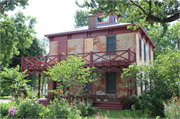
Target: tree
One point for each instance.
(12, 79)
(81, 18)
(161, 80)
(15, 33)
(71, 73)
(139, 12)
(35, 49)
(163, 40)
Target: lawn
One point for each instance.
(4, 97)
(125, 114)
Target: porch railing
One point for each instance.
(39, 62)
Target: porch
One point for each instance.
(111, 61)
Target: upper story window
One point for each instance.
(140, 52)
(111, 82)
(102, 20)
(111, 43)
(144, 52)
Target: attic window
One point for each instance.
(102, 20)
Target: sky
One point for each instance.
(53, 16)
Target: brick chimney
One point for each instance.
(92, 21)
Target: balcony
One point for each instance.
(97, 59)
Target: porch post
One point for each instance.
(39, 80)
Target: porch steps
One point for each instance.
(43, 101)
(108, 105)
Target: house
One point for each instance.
(107, 45)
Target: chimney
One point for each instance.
(92, 21)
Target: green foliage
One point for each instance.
(81, 18)
(129, 99)
(61, 109)
(16, 35)
(163, 77)
(12, 79)
(163, 39)
(86, 108)
(5, 108)
(71, 73)
(28, 108)
(172, 108)
(10, 5)
(138, 12)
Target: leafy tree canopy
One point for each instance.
(161, 79)
(17, 31)
(81, 18)
(139, 11)
(10, 5)
(162, 39)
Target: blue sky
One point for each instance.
(53, 16)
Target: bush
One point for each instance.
(61, 109)
(153, 100)
(28, 108)
(136, 101)
(5, 108)
(172, 108)
(86, 108)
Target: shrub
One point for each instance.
(61, 109)
(172, 108)
(86, 108)
(31, 94)
(5, 108)
(28, 108)
(136, 101)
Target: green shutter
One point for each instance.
(111, 83)
(140, 52)
(111, 43)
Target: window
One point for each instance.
(140, 52)
(144, 52)
(111, 82)
(102, 20)
(111, 44)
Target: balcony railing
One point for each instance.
(91, 58)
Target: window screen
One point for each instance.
(111, 82)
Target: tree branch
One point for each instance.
(138, 7)
(157, 19)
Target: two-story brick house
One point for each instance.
(107, 45)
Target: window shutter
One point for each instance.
(111, 43)
(144, 52)
(111, 83)
(140, 52)
(149, 54)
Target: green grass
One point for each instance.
(4, 97)
(124, 114)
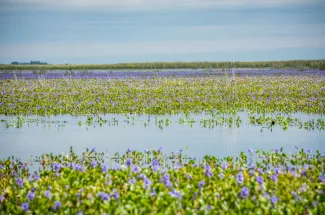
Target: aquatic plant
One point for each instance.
(257, 182)
(159, 95)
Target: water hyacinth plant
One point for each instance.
(285, 93)
(258, 182)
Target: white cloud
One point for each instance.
(158, 4)
(106, 48)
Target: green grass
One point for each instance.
▬▬▬▬▬▬
◆ EXERCISE:
Print the material above verbatim except the pictures.

◆ RESPONSE TO THE EXERCISE:
Target: tree
One point for each instance.
(12, 79)
(81, 18)
(161, 80)
(15, 33)
(71, 73)
(139, 12)
(35, 49)
(163, 40)
Target: lawn
One point for each instance.
(4, 97)
(125, 114)
Target: porch railing
One point for each instance.
(39, 62)
Target: porch
One point for each instance.
(111, 61)
Target: upper story window
One point for each instance.
(140, 52)
(111, 82)
(102, 20)
(111, 43)
(144, 52)
Target: attic window
One point for each instance.
(102, 20)
Target: sky
One point for each instance.
(53, 16)
Target: brick chimney
One point for each instance.
(92, 21)
Target: balcony
One point for each instance.
(97, 59)
Target: porch post
One point for each instance.
(39, 80)
Target: porch steps
One point for each instance.
(43, 101)
(108, 105)
Target: house
One point for each instance.
(107, 45)
Target: chimney
One point for each instance.
(92, 21)
Target: green foliage
One point for each instance.
(81, 18)
(129, 99)
(61, 109)
(16, 35)
(163, 77)
(12, 79)
(163, 39)
(86, 108)
(5, 108)
(71, 73)
(28, 108)
(172, 108)
(10, 5)
(138, 12)
Target: leafy tree canopy
One point for each instance.
(161, 79)
(17, 31)
(81, 18)
(139, 11)
(10, 5)
(162, 39)
Target: blue sky
One point for each instance.
(53, 16)
Target: bush
One point for each instance.
(61, 109)
(153, 100)
(28, 108)
(136, 101)
(5, 108)
(172, 108)
(86, 108)
Target: shrub
One point for each instance.
(61, 109)
(172, 108)
(86, 108)
(31, 94)
(5, 108)
(28, 108)
(136, 101)
Target: green shutter
One point for each instance.
(111, 83)
(140, 52)
(111, 43)
Target: window
One point for each instance.
(140, 52)
(144, 52)
(111, 82)
(102, 20)
(111, 44)
Target: balcony railing
One point for each instance.
(91, 58)
Target: window screen
One point for each instance.
(111, 82)
Target: tree branch
One point for each instance.
(138, 7)
(157, 19)
Target: two-story brick house
One point for each instance.
(107, 45)
Target: window shutter
One point for each instance.
(111, 43)
(144, 52)
(111, 83)
(140, 52)
(149, 54)
Target: green grass
One point for each instance.
(4, 97)
(124, 114)
Target: aquatic plant
One point for each instance.
(257, 182)
(159, 95)
Target: water hyacinth plant
One point for each instance.
(285, 93)
(258, 182)
Target: white cloud
One point for each instance.
(158, 4)
(106, 48)
Target: green grass
One point for each instance.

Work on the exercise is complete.